__Tekstfragment__
++++++++

Volgens de Costa Ricaanse wetgeving kan de vakbond pas over een collectief akkoord onderhandelen als meer dan 33 procent van de werknemers lid is. Op de meeste plantages gaat het om maximaal vijf procent.

Interview met vakbondsleden van Dole-plantage in Santa Rosa de Pocosol, in het noorden van Costa Rica.

Jullie spraken ook met de managers van de plantages. Wat hadden die te vertellen?

Annelien: Van de bedrijven die ik belde, kreeg ik meestal geen of een negatief antwoord. Slechts vijf bedrijven hebben toegezegd om mee te werken – waarschijnlijk de vijf beste bedrijven.

Deborah: Als we hen vroegen naar de sociale aspecten, zeiden ze dat ze alles volgens het boekje doen. En dat ze de lokale gemeenschap helpen door vaccins te voorzien, een speeltuin te bouwen en verjaardagsfeesten te organiseren. Dingen die heel basic, tastbaar en apolitiek zijn. Stoplapjes om de mensen tevreden te houden.

Ananas wordt gespoeld en gesorteerd voor lokale verwerking of voor export naar pakhuis.

En dat lijkt te werken.

Annelien: De omgeving is arm aan infrastructuur. Er zijn weinig medische en onderwijsvoorzieningen en nauwelijks recreatie. De mensen gaan werken en komen thuis, dat is het.

++++++++

Geef het tekstfragment over de plantages in Costa Rica volledig en woord voor woord opnieuw weer. Baseer je uitsluitend op de tekst hierboven.

__Gegevens ter beoordeling__
++++++++

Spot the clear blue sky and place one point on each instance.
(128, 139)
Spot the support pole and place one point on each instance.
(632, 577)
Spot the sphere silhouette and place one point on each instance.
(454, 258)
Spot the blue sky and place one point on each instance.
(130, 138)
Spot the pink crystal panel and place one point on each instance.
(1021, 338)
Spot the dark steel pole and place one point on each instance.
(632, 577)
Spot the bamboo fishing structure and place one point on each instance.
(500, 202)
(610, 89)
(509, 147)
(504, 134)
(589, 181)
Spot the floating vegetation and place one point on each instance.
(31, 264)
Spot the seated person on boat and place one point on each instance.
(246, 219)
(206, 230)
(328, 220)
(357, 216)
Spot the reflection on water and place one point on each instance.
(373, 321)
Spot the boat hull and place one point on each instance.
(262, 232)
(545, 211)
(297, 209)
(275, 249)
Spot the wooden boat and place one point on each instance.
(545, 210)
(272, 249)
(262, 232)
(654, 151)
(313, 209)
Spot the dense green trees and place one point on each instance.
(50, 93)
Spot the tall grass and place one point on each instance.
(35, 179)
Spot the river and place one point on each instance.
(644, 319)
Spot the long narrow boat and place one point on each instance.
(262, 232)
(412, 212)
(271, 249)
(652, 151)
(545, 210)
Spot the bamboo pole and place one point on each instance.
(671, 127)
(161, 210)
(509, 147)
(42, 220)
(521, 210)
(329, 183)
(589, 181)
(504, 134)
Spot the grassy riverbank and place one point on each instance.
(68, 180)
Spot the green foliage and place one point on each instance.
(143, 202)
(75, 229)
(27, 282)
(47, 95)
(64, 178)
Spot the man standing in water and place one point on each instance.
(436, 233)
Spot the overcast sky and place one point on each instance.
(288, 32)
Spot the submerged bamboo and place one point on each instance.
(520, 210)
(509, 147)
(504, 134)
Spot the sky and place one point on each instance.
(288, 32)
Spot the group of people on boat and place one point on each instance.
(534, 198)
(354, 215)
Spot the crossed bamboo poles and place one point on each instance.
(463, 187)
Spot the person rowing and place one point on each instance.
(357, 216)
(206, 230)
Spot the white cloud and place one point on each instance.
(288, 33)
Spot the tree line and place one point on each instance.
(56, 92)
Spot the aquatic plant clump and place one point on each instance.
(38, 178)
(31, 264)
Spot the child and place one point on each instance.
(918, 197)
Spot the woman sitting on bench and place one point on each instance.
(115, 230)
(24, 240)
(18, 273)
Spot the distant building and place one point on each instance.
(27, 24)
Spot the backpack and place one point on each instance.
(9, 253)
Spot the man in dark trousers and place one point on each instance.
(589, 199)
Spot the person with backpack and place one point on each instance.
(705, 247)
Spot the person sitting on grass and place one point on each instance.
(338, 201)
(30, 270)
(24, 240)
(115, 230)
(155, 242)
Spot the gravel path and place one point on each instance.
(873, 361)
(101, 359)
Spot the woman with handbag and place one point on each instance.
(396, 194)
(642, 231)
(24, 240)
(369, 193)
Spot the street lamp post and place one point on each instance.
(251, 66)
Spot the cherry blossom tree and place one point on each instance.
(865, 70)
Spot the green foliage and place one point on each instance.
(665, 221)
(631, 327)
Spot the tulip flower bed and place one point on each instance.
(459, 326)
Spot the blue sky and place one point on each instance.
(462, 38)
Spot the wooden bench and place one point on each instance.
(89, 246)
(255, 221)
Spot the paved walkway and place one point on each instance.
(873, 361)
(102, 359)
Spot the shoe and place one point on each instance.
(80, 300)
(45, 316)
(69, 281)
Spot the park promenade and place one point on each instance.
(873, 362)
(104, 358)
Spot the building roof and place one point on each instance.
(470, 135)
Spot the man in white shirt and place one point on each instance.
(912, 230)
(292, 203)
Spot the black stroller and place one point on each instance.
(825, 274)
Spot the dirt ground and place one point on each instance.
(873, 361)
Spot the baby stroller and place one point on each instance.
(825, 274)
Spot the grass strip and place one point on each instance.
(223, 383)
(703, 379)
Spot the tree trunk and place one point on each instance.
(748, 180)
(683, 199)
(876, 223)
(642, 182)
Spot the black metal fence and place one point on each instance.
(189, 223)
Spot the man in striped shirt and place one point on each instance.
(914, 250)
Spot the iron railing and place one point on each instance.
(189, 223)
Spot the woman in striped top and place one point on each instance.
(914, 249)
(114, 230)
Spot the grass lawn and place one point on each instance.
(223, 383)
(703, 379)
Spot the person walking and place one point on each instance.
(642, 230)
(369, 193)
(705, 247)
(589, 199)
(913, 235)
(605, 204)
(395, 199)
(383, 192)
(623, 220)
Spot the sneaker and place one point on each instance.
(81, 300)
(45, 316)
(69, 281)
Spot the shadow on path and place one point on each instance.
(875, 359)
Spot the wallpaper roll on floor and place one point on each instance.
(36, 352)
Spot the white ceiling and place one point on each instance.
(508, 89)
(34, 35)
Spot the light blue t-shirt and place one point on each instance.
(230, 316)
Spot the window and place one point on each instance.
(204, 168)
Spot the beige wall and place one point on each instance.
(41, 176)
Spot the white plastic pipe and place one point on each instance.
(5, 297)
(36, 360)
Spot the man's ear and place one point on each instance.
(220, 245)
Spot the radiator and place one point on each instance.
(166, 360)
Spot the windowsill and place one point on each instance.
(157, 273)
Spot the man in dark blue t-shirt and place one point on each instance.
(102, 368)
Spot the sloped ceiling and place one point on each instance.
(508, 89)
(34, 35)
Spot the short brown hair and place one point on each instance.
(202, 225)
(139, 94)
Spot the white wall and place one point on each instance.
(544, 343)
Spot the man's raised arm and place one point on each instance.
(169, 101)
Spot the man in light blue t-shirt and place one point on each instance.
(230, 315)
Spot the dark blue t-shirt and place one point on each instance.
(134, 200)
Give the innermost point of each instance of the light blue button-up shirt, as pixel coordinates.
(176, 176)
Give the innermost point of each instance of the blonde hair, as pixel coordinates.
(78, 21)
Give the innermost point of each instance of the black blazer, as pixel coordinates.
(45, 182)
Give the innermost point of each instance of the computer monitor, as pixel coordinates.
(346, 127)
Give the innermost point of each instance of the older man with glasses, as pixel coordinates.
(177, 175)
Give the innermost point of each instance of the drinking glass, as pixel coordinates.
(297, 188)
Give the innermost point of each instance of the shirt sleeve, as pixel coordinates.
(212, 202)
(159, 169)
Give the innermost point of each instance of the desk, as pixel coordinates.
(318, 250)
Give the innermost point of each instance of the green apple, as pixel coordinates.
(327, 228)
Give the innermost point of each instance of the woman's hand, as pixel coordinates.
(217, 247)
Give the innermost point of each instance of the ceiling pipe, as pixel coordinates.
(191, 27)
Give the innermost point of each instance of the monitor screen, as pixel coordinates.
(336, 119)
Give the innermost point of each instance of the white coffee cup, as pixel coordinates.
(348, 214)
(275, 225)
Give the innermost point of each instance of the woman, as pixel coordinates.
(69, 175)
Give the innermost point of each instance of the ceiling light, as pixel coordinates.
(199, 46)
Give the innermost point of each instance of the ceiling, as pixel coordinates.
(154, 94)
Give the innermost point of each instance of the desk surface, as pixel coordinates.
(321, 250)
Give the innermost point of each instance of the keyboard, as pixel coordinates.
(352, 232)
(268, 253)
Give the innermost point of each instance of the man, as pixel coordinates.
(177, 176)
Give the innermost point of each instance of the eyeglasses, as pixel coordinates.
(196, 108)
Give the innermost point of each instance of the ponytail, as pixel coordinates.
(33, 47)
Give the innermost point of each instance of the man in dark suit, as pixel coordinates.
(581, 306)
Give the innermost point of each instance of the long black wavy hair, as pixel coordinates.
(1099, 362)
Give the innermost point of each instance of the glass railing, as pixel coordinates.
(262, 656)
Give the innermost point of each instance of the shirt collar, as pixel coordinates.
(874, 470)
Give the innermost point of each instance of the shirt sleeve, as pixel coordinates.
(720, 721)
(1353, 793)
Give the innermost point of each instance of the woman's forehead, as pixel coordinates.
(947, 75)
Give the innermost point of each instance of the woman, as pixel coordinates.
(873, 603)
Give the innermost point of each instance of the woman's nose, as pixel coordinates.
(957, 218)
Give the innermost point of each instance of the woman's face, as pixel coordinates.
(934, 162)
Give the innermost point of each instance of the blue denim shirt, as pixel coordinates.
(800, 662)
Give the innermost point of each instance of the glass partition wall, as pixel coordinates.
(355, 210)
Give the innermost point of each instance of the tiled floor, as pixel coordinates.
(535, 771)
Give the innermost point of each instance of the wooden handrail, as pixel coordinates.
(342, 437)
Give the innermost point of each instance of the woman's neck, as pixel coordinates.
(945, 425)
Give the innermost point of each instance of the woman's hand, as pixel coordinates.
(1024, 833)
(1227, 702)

++++++++

__Antwoord oefening__
Volgens de Costa Ricaanse wetgeving kan de vakbond pas over een collectief akkoord onderhandelen als meer dan 33 procent van de werknemers lid is. Op de meeste plantages gaat het om maximaal vijf procent.

Interview met vakbondsleden van Dole-plantage in Santa Rosa de Pocosol, in het noorden van Costa Rica.

Jullie spraken ook met de managers van de plantages. Wat hadden die te vertellen?

Annelien: Van de bedrijven die ik belde, kreeg ik meestal geen of een negatief antwoord. Slechts vijf bedrijven hebben toegezegd om mee te werken – waarschijnlijk de vijf beste bedrijven.

Deborah: Als we hen vroegen naar de sociale aspecten, zeiden ze dat ze alles volgens het boekje doen. En dat ze de lokale gemeenschap helpen door vaccins te voorzien, een speeltuin te bouwen en verjaardagsfeesten te organiseren. Dingen die heel basic, tastbaar en apolitiek zijn. Stoplapjes om de mensen tevreden te houden.

Ananas wordt gespoeld en gesorteerd voor lokale verwerking of voor export naar pakhuis.

En dat lijkt te werken.

Annelien: De omgeving is arm aan infrastructuur. Er zijn weinig medische en onderwijsvoorzieningen en nauwelijks recreatie. De mensen gaan werken en komen thuis, dat is het.